Please write out every line of the listing below as a numbered list, leaving out any blank lines.

• **Information shown**
-=-=-=-=-

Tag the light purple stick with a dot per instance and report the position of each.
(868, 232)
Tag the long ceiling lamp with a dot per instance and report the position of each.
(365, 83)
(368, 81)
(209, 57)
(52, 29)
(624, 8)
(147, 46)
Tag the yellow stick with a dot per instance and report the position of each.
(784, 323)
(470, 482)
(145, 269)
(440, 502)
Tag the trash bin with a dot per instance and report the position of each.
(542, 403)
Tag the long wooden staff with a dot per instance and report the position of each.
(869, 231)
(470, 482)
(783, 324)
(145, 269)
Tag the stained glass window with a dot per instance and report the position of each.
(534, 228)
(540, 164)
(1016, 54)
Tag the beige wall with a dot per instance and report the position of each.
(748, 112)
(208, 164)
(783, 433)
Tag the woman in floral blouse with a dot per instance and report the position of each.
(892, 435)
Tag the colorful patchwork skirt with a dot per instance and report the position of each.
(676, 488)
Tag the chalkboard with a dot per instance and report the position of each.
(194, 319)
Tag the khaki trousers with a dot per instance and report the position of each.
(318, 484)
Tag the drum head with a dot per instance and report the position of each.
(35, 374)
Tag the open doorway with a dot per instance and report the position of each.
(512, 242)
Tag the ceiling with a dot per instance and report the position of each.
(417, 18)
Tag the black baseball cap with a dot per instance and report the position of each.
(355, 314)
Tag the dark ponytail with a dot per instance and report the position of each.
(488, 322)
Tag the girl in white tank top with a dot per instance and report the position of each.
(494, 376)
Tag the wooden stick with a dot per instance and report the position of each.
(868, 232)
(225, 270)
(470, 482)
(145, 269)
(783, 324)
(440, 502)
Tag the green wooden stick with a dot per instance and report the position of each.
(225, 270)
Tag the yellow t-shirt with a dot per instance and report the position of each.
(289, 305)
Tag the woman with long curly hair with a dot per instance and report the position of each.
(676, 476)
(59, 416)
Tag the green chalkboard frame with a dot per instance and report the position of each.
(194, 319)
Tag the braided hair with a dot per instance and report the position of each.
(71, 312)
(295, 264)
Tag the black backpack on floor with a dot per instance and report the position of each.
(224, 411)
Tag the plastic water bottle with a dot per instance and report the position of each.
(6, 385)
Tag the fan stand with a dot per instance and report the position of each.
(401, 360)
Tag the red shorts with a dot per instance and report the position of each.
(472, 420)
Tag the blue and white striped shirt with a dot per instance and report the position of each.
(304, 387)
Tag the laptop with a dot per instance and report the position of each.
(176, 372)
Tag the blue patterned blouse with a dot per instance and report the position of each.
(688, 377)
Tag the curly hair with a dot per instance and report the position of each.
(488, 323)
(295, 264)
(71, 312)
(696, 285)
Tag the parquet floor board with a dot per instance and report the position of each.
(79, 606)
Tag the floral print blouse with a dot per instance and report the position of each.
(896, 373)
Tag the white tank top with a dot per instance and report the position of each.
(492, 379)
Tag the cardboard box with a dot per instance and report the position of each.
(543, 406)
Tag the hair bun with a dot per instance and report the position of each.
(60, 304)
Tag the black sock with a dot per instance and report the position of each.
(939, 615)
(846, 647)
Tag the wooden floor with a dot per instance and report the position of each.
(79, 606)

-=-=-=-=-

• **Task output**
1. Tag the light purple stick with a dot per instance and report the position of each.
2. (868, 232)
3. Tag the long ceiling lamp with a dot per instance and report the position of each.
4. (365, 83)
5. (368, 81)
6. (209, 57)
7. (52, 29)
8. (624, 8)
9. (147, 46)
10. Tag the yellow stick with a dot per instance and report the position of each.
11. (784, 323)
12. (470, 482)
13. (145, 269)
14. (440, 502)
15. Tag the trash bin with a dot per instance and report the position of each.
16. (542, 403)
17. Tag the long wooden staff with a dot per instance and report the position of each.
18. (869, 231)
19. (470, 482)
20. (783, 324)
21. (145, 269)
22. Tag the stained glass window with a dot per instance and report the position of each.
23. (534, 228)
24. (540, 164)
25. (1016, 54)
26. Tag the beige wall with a dot per instance and report the position of each.
27. (748, 112)
28. (208, 164)
29. (783, 433)
30. Tag the woman in floral blouse with a dot per instance and report the position of each.
31. (892, 435)
32. Tag the colorful patchwork skirt with a dot per instance and report the position of each.
33. (676, 488)
34. Tag the chalkboard with a dot per instance and report the position of each.
35. (194, 319)
36. Tag the khaki trousers with a dot per instance and report the position of each.
37. (318, 484)
38. Tag the drum head with a dot per instance and report the position of each.
39. (35, 374)
40. Tag the open doorway with a dot per instance and report the position of each.
41. (512, 242)
42. Tag the ceiling with a dot per instance and report the position of each.
43. (417, 18)
44. Tag the black baseball cap with a dot per instance and report the position of each.
45. (355, 314)
46. Tag the dark ponytail with a dot per instance and report the position of each.
47. (488, 322)
48. Tag the girl in white tank top with a dot per instance and report the position of each.
49. (494, 376)
50. Tag the wooden stick with a dot per instance and report the position of each.
51. (868, 232)
52. (225, 270)
53. (470, 482)
54. (145, 269)
55. (783, 324)
56. (440, 502)
57. Tag the green wooden stick with a dot per instance and report the position of each.
58. (225, 270)
59. Tag the yellow t-shirt with a dot per instance and report the position of each.
60. (289, 305)
61. Tag the woman with long curly hair with a dot per instance and report the position of each.
62. (676, 476)
63. (59, 416)
64. Tag the green chalkboard frame with a dot per instance and report the position of each.
65. (194, 319)
66. Tag the braided hair with a dot per instance and report the position of each.
67. (71, 312)
68. (295, 264)
69. Tag the black backpack on floor with a dot per instance and report the position of each.
70. (224, 411)
71. Tag the plastic water bottle with a dot per instance and report the position of each.
72. (6, 385)
73. Tag the fan stand with a dot per instance and report the position of each.
74. (401, 360)
75. Tag the red shorts with a dot per instance and report the position of each.
76. (472, 420)
77. Tag the blue and white striped shirt with a dot per instance and report the position of each.
78. (304, 387)
79. Tag the laptop with a dot per instance and report the position of each.
80. (176, 372)
81. Tag the blue patterned blouse with a dot per instance and report the position of each.
82. (688, 377)
83. Tag the curly hair with a dot per instance and report the position of each.
84. (488, 323)
85. (295, 264)
86. (71, 312)
87. (696, 285)
88. Tag the parquet floor board with a dot per instance and report the position of each.
89. (79, 606)
90. Tag the floral print blouse with a dot per instance and report the position of each.
91. (896, 373)
92. Tag the white tank top with a dot per instance and report the position of each.
93. (492, 379)
94. Tag the cardboard box with a dot per instance and report the position of each.
95. (543, 406)
96. Tag the hair bun with a dot per instance and report the position of each.
97. (60, 304)
98. Tag the black sock with a dot per instance and report the position of each.
99. (939, 615)
100. (846, 647)
101. Tag the wooden floor with a dot per instance and report the position of each.
102. (79, 606)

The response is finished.